▸ YOUR INSTRUCTIONS
All entries given below are to be returned word for word.

● ● ● ● ● ● ●

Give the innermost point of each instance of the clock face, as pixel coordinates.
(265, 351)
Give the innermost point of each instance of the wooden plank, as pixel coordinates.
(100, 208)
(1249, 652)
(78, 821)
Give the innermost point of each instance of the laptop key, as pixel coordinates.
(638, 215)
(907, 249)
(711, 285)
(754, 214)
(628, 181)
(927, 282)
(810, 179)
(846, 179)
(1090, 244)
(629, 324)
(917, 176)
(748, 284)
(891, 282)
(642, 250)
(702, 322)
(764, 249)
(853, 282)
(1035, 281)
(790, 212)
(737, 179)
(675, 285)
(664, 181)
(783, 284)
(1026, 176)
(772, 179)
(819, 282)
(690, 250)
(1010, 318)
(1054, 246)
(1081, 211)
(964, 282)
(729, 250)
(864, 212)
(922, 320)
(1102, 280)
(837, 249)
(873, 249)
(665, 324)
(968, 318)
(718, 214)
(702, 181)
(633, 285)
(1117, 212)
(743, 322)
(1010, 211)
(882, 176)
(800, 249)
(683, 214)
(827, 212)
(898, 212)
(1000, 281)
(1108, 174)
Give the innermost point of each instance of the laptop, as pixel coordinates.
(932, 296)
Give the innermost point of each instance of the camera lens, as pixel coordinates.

● ● ● ● ● ● ●

▸ SOLUTION FOR THIS EXERCISE
Give the innermost point of each instance of the clock face, as pixel coordinates.
(265, 351)
Give the innermost point of each instance of the wooden plank, as pixel coordinates.
(100, 208)
(1249, 652)
(78, 821)
Give the innermost point of each instance of the laptop key, as pixel coordinates.
(638, 215)
(907, 249)
(711, 285)
(754, 214)
(628, 181)
(927, 282)
(810, 179)
(846, 179)
(1090, 244)
(629, 324)
(917, 176)
(748, 284)
(891, 282)
(642, 250)
(702, 322)
(764, 249)
(853, 282)
(1035, 281)
(790, 212)
(737, 179)
(675, 285)
(664, 181)
(783, 284)
(1026, 176)
(772, 179)
(819, 282)
(690, 250)
(1010, 318)
(1054, 246)
(1081, 211)
(964, 282)
(729, 250)
(864, 212)
(922, 320)
(1102, 280)
(837, 249)
(873, 249)
(665, 324)
(968, 318)
(718, 214)
(702, 181)
(633, 285)
(1117, 212)
(743, 322)
(1010, 211)
(882, 176)
(800, 249)
(683, 214)
(827, 212)
(898, 212)
(1000, 281)
(1108, 174)
Give the innermost point of each instance of the laptop, as pixel coordinates.
(932, 296)
Give the innermost point of each instance of the camera lens, as pixel coordinates.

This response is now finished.